* start Material for this exercise *

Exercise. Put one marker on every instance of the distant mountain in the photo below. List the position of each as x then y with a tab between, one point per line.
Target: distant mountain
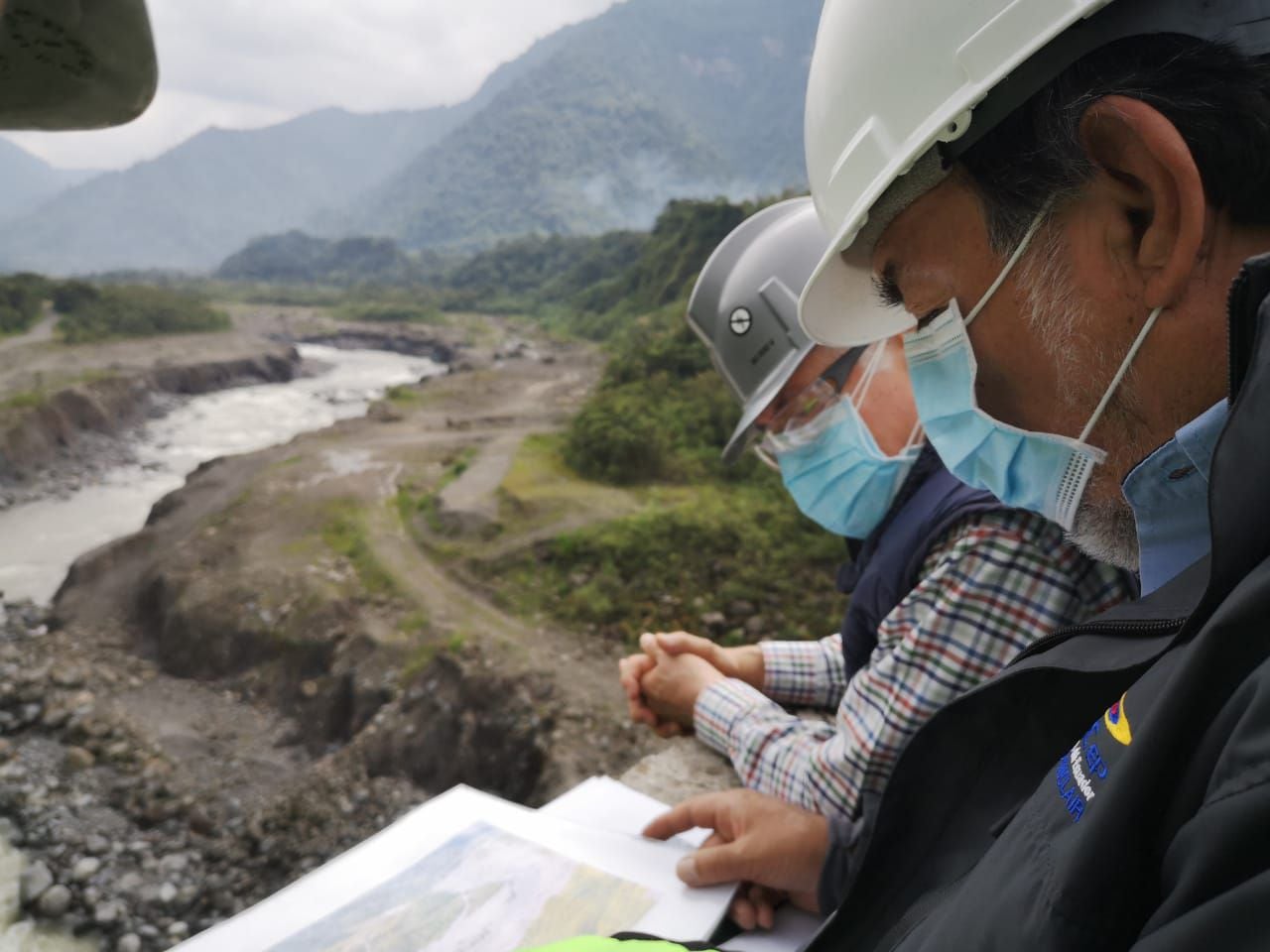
607	119
594	128
206	198
26	181
296	258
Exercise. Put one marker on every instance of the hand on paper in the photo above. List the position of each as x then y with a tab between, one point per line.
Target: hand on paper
774	848
662	684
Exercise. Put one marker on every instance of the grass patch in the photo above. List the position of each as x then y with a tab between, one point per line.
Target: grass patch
413	506
414	624
91	313
391	312
540	489
691	549
344	534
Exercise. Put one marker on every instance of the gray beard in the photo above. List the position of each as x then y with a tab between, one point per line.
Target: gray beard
1060	313
1107	532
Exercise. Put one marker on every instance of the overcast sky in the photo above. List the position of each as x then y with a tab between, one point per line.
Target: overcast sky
241	63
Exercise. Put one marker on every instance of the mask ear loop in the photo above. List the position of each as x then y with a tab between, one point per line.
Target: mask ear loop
915	436
861	391
1014	261
1120	375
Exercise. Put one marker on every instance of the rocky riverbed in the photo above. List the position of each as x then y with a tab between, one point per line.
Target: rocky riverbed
114	844
277	665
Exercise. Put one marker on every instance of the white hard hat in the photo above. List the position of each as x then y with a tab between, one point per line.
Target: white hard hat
899	87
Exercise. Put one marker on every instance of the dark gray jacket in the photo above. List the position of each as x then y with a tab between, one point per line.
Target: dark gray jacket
1111	788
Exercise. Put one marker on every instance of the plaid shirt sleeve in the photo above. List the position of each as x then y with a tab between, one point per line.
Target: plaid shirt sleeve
994	584
806	673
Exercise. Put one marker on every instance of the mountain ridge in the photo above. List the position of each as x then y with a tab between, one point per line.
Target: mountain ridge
593	128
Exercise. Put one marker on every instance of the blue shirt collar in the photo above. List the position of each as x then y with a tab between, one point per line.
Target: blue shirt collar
1169	495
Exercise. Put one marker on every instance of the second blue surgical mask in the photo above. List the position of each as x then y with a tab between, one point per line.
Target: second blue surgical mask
835	472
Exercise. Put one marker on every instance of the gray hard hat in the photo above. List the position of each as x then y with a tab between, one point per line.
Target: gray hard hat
744	306
73	63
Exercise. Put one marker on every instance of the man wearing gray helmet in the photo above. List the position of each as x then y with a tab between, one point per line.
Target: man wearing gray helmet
1086	182
948	585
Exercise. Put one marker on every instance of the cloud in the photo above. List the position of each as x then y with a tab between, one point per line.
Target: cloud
243	63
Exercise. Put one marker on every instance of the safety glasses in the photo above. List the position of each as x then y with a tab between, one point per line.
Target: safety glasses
803	417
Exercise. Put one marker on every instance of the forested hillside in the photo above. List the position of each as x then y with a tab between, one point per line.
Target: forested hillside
593	130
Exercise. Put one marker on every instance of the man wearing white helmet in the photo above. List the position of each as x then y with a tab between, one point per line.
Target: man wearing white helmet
948	585
1086	186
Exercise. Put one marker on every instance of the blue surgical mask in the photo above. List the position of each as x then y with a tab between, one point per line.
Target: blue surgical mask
1043	472
839	477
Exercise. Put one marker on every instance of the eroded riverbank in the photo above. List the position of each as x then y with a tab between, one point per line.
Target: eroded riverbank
44	537
284	660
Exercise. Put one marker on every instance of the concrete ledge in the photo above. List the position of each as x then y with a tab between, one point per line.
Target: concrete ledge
684	770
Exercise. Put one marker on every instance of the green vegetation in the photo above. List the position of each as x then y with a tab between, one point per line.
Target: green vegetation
22	298
344	534
296	258
90	313
689	552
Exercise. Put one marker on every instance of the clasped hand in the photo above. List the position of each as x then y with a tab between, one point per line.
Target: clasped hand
665	680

* end Material for this exercise *

■ **Exercise directions**
Reproduce the stretch of the material from the line containing "Exercise. Put one marker on every instance of the green" through the end of the material, requests included, multiplying every coordinate in the answers by 1.85 and rounding each result to a whole number, with halves rounded up. Leave all numbers in the requests unchanged and give only these lines.

■ **Full solution**
Exercise. Put one marker on every instance of the green vegetation in the photo above. List the position of each as x then y with a tab between, one point per line.
Target: green vegetation
41	551
636	988
548	477
167	579
1275	1021
Exercise. Put one marker on every instance of the clasped hand in the photo above. List the position of each as x then y with a tab between, one point per line.
Target: clasped hand
1230	1258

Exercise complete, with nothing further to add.